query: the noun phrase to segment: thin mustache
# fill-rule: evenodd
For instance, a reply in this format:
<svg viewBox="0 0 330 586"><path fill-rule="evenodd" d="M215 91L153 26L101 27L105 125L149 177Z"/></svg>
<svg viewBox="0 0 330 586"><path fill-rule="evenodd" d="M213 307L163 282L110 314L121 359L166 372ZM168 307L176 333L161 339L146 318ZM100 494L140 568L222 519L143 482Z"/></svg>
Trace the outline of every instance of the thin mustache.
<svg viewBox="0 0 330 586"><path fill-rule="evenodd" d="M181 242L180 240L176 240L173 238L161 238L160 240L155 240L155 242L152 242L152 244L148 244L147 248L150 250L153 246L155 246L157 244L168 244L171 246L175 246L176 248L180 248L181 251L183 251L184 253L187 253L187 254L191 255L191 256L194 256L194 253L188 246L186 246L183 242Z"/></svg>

● ● ● ●

» Brief: Locate every line in the entries above that contains the word "instance", and copy each of those lines.

» Response:
For instance, a reply in this format:
Trace the outline of every instance of the thin mustache.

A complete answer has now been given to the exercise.